» **Aim**: Copy the listing below, replacing every "picture" with "image" and leaving everything else untouched.
◇ ◇ ◇
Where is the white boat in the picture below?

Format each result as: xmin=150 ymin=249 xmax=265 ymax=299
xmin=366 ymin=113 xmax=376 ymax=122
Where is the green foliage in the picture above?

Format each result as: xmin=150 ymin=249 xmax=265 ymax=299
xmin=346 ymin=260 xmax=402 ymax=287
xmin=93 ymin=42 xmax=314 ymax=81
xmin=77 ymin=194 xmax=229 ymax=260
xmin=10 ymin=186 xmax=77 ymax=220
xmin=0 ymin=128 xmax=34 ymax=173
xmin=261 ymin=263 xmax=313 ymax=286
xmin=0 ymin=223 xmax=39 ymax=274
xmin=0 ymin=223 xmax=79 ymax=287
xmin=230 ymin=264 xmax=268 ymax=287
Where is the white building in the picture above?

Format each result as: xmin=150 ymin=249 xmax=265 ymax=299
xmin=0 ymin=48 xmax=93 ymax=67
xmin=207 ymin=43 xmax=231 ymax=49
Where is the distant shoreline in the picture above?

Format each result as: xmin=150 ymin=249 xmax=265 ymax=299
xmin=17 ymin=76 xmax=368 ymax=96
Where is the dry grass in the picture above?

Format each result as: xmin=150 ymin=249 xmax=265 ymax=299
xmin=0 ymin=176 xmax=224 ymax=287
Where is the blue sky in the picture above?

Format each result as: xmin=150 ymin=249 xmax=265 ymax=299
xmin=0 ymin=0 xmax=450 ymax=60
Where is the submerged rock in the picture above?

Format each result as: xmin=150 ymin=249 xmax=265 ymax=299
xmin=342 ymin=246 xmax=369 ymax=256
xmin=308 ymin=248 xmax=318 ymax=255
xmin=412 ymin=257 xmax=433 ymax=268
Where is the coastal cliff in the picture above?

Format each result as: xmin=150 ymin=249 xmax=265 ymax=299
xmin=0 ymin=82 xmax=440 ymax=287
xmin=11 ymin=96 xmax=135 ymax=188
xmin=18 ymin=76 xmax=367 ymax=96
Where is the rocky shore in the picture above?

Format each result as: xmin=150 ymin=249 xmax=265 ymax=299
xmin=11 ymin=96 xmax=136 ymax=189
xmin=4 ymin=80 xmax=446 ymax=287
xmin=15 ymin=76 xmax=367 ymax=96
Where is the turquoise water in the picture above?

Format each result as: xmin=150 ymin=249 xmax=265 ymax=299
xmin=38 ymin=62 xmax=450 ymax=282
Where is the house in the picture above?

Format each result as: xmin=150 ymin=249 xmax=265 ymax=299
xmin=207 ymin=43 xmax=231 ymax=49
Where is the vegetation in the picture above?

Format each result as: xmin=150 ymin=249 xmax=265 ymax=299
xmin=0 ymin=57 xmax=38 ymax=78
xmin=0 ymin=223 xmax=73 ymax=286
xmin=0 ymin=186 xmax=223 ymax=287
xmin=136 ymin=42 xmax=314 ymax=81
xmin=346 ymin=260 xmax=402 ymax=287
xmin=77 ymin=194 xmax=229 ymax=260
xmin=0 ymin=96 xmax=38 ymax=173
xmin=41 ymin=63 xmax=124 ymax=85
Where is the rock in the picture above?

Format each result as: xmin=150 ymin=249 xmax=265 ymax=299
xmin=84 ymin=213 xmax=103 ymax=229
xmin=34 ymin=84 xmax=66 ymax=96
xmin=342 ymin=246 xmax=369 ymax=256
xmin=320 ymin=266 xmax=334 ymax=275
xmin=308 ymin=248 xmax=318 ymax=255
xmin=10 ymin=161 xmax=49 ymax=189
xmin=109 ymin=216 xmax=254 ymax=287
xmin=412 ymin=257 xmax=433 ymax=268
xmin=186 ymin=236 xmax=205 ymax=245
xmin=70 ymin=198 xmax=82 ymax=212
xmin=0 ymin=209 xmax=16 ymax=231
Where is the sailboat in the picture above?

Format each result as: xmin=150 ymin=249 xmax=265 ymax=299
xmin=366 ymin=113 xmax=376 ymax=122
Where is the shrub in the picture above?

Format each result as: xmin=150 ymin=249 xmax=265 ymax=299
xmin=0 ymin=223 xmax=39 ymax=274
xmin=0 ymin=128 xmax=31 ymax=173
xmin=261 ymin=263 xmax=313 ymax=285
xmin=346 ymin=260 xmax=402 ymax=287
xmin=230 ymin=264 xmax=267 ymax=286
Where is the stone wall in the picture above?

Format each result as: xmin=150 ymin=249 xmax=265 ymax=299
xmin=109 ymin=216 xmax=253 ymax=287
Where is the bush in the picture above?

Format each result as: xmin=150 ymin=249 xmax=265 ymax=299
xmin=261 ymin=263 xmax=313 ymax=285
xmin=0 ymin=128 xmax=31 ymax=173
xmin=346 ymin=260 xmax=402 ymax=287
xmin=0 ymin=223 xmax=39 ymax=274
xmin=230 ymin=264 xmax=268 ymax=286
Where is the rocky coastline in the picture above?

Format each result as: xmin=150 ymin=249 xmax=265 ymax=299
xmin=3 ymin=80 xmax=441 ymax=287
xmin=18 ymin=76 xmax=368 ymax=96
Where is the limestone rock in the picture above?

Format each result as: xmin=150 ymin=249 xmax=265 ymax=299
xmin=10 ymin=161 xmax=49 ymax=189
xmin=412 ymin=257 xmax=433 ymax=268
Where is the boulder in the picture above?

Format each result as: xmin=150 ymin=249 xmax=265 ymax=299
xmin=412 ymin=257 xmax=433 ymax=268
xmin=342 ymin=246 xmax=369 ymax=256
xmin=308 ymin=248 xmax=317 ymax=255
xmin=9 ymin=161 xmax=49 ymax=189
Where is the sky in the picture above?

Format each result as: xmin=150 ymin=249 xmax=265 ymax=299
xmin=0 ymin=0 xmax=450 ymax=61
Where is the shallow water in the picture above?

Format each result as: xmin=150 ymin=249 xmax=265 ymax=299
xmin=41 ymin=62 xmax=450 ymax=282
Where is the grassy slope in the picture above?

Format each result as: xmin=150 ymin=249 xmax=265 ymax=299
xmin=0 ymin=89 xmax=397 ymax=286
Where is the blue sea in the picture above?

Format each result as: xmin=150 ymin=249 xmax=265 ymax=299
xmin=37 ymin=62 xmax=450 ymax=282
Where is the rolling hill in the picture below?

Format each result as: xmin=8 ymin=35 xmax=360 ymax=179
◇ ◇ ◇
» **Response for this exercise**:
Where is the white boat in the image below?

Format each result as: xmin=150 ymin=249 xmax=265 ymax=299
xmin=366 ymin=113 xmax=376 ymax=122
Where is the green foliage in the image above?

Format each result as: xmin=150 ymin=249 xmax=265 ymax=299
xmin=346 ymin=260 xmax=402 ymax=287
xmin=93 ymin=42 xmax=314 ymax=81
xmin=77 ymin=194 xmax=229 ymax=260
xmin=10 ymin=186 xmax=77 ymax=220
xmin=0 ymin=128 xmax=34 ymax=173
xmin=261 ymin=263 xmax=313 ymax=286
xmin=0 ymin=223 xmax=39 ymax=274
xmin=0 ymin=223 xmax=79 ymax=287
xmin=230 ymin=264 xmax=268 ymax=287
Where is the white building in the image above?

Format each result as: xmin=150 ymin=249 xmax=265 ymax=299
xmin=0 ymin=48 xmax=93 ymax=67
xmin=207 ymin=43 xmax=231 ymax=49
Where is the distant shoreline in the image above?

Format each result as: xmin=150 ymin=249 xmax=265 ymax=299
xmin=17 ymin=76 xmax=368 ymax=96
Where is the dry grass in the image above?

Format each result as: xmin=150 ymin=249 xmax=265 ymax=299
xmin=0 ymin=176 xmax=224 ymax=287
Where is the blue sky in the image above?

Format each result as: xmin=150 ymin=249 xmax=265 ymax=299
xmin=0 ymin=0 xmax=450 ymax=60
Where is the submerged rock in the image above?

Format each result as: xmin=150 ymin=249 xmax=265 ymax=299
xmin=342 ymin=246 xmax=369 ymax=256
xmin=308 ymin=248 xmax=318 ymax=255
xmin=412 ymin=257 xmax=433 ymax=268
Where is the coastal cliff in the image above?

Format each result as: xmin=150 ymin=249 xmax=265 ymax=299
xmin=0 ymin=82 xmax=440 ymax=287
xmin=11 ymin=96 xmax=135 ymax=188
xmin=18 ymin=76 xmax=367 ymax=96
Where is the rocky shore in the image above?

Format each result as: xmin=150 ymin=249 xmax=265 ymax=299
xmin=11 ymin=96 xmax=136 ymax=189
xmin=4 ymin=80 xmax=446 ymax=287
xmin=15 ymin=76 xmax=367 ymax=96
Where is the turquoise water in the image above?

Format each result as: xmin=150 ymin=249 xmax=265 ymax=299
xmin=38 ymin=62 xmax=450 ymax=282
Where is the house in the image above?

Format each result as: xmin=150 ymin=249 xmax=265 ymax=299
xmin=207 ymin=43 xmax=231 ymax=49
Where is the vegetation in the image above?

Format each result as: xmin=150 ymin=249 xmax=265 ymax=299
xmin=0 ymin=57 xmax=38 ymax=78
xmin=0 ymin=223 xmax=73 ymax=286
xmin=0 ymin=186 xmax=223 ymax=287
xmin=136 ymin=42 xmax=314 ymax=81
xmin=346 ymin=260 xmax=402 ymax=287
xmin=77 ymin=194 xmax=229 ymax=260
xmin=0 ymin=96 xmax=38 ymax=173
xmin=41 ymin=63 xmax=124 ymax=85
Where is the rock in the image above?

Format each result as: xmin=150 ymin=249 xmax=265 ymax=299
xmin=84 ymin=213 xmax=103 ymax=229
xmin=34 ymin=84 xmax=66 ymax=96
xmin=342 ymin=246 xmax=369 ymax=256
xmin=320 ymin=266 xmax=334 ymax=275
xmin=308 ymin=248 xmax=318 ymax=255
xmin=10 ymin=161 xmax=49 ymax=189
xmin=109 ymin=216 xmax=254 ymax=287
xmin=412 ymin=257 xmax=433 ymax=268
xmin=186 ymin=236 xmax=205 ymax=245
xmin=70 ymin=198 xmax=82 ymax=212
xmin=0 ymin=209 xmax=16 ymax=231
Where is the sailboat in the image above?

Format each result as: xmin=150 ymin=249 xmax=265 ymax=299
xmin=366 ymin=113 xmax=376 ymax=122
Where is the shrub in the image above?

Format each result as: xmin=150 ymin=249 xmax=265 ymax=299
xmin=0 ymin=223 xmax=39 ymax=274
xmin=0 ymin=128 xmax=31 ymax=173
xmin=261 ymin=263 xmax=313 ymax=285
xmin=346 ymin=260 xmax=402 ymax=287
xmin=230 ymin=264 xmax=267 ymax=286
Where is the stone wall in the image above?

Format each result as: xmin=150 ymin=249 xmax=265 ymax=299
xmin=109 ymin=216 xmax=253 ymax=287
Where is the bush in the image above?

Format each result as: xmin=150 ymin=249 xmax=265 ymax=299
xmin=261 ymin=263 xmax=313 ymax=285
xmin=0 ymin=128 xmax=31 ymax=173
xmin=346 ymin=260 xmax=402 ymax=287
xmin=0 ymin=223 xmax=39 ymax=274
xmin=230 ymin=264 xmax=268 ymax=286
Where is the rocky coastline in the image above?

Format each result as: xmin=150 ymin=249 xmax=265 ymax=299
xmin=3 ymin=80 xmax=441 ymax=287
xmin=18 ymin=76 xmax=368 ymax=96
Where is the limestone rock in the image above?

Format each result as: xmin=150 ymin=249 xmax=265 ymax=299
xmin=10 ymin=161 xmax=49 ymax=189
xmin=412 ymin=257 xmax=433 ymax=268
Where is the boulder in the image above?

Format each result as: xmin=150 ymin=249 xmax=265 ymax=299
xmin=412 ymin=257 xmax=433 ymax=268
xmin=342 ymin=246 xmax=369 ymax=256
xmin=308 ymin=248 xmax=317 ymax=255
xmin=9 ymin=161 xmax=49 ymax=189
Where is the sky in the image above?

Format each result as: xmin=150 ymin=249 xmax=265 ymax=299
xmin=0 ymin=0 xmax=450 ymax=61
Where is the shallow water in the image above?

Format each result as: xmin=150 ymin=249 xmax=265 ymax=299
xmin=41 ymin=62 xmax=450 ymax=282
Where is the grassy slope in the image above?

Format each result as: xmin=150 ymin=249 xmax=265 ymax=299
xmin=0 ymin=89 xmax=397 ymax=286
Where is the blue sea in the image above?

Format each result as: xmin=150 ymin=249 xmax=265 ymax=299
xmin=37 ymin=62 xmax=450 ymax=282
Where is the rolling hill in the image below?

Format each result as: xmin=8 ymin=35 xmax=360 ymax=179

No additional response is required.